Transcreva na íntegra o texto abaixo sobre fundamentalismo e terrorismo, preservando cada palavra e sinal de pontuação.

Texto fornecido
---

À falta de definição mais apropriada, e sem entenderem bem o que teria motivado os ataques, aparentemente praticados por pessoas isoladas, os analistas chamaram a atenção para a facilidade com que se adquirem armamentos hoje em dia, fenômeno que ocorre também em nosso País.

É simbólico que a festa das luzes seja muito próxima dos festejos de Natal. Também no Tempo do Advento as luzes da coroa vão sendo acesas em crescente até que a Luz do Mundo venha a nascer na noite tão esperada pelos cristãos.

Jesus Cristo não selecionava ninguém. Qualquer pessoa seria bem acolhida por Ele, bastando que professasse o único mandamento propriamente cristão: ama o próximo como a ti mesmo. Aliás, o Cristo ia além e dizia: amai vossos inimigos, o que revela, igualmente, o modelo mais aberto de compreensão da pessoa do próximo.

Na verdade, o fundamentalismo dos terroristas – de todos os matizes – é antissemita, anticristão e anti-hislamista, porque se vale da inimizade aos valores religiosos para disseminar o ódio, a cultura de morte a que já se referia São João Paulo II.

Trata-se, portanto, do mesmo tipo de fundamentalismo que outros grupos de terroristas praticam para excluir as minorias de todo o tipo, mesmo as que não professem nenhuma crença.

---

Amostra de dados

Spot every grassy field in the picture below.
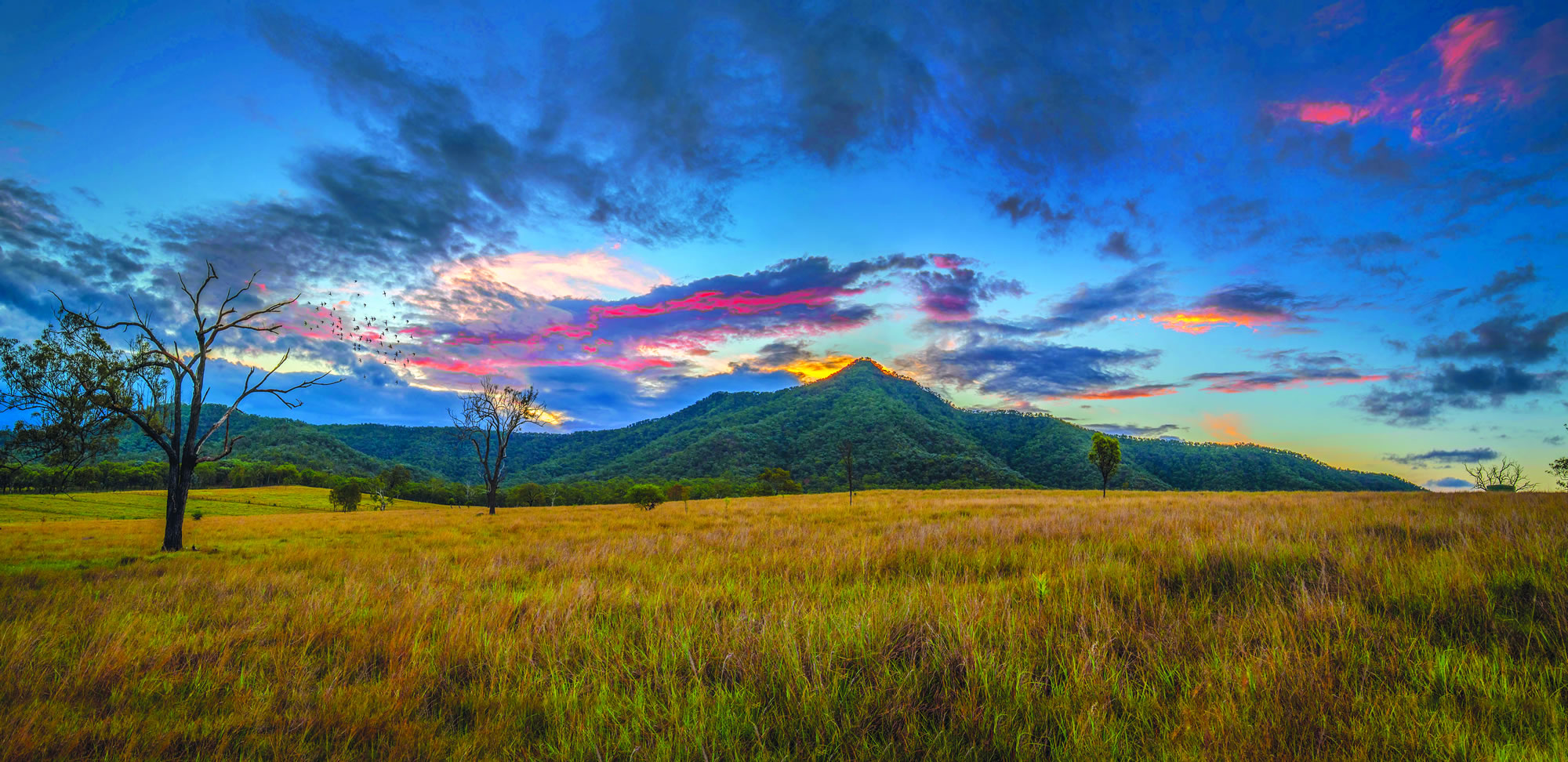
[0,486,444,524]
[0,491,1568,760]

---

Resultado da tarefa
À falta de definição mais apropriada, e sem entenderem bem o que teria motivado os ataques, aparentemente praticados por pessoas isoladas, os analistas chamaram a atenção para a facilidade com que se adquirem armamentos hoje em dia, fenômeno que ocorre também em nosso País.

É simbólico que a festa das luzes seja muito próxima dos festejos de Natal. Também no Tempo do Advento as luzes da coroa vão sendo acesas em crescente até que a Luz do Mundo venha a nascer na noite tão esperada pelos cristãos.

Jesus Cristo não selecionava ninguém. Qualquer pessoa seria bem acolhida por Ele, bastando que professasse o único mandamento propriamente cristão: ama o próximo como a ti mesmo. Aliás, o Cristo ia além e dizia: amai vossos inimigos, o que revela, igualmente, o modelo mais aberto de compreensão da pessoa do próximo.

Na verdade, o fundamentalismo dos terroristas – de todos os matizes – é antissemita, anticristão e anti-hislamista, porque se vale da inimizade aos valores religiosos para disseminar o ódio, a cultura de morte a que já se referia São João Paulo II.

Trata-se, portanto, do mesmo tipo de fundamentalismo que outros grupos de terroristas praticam para excluir as minorias de todo o tipo, mesmo as que não professem nenhuma crença.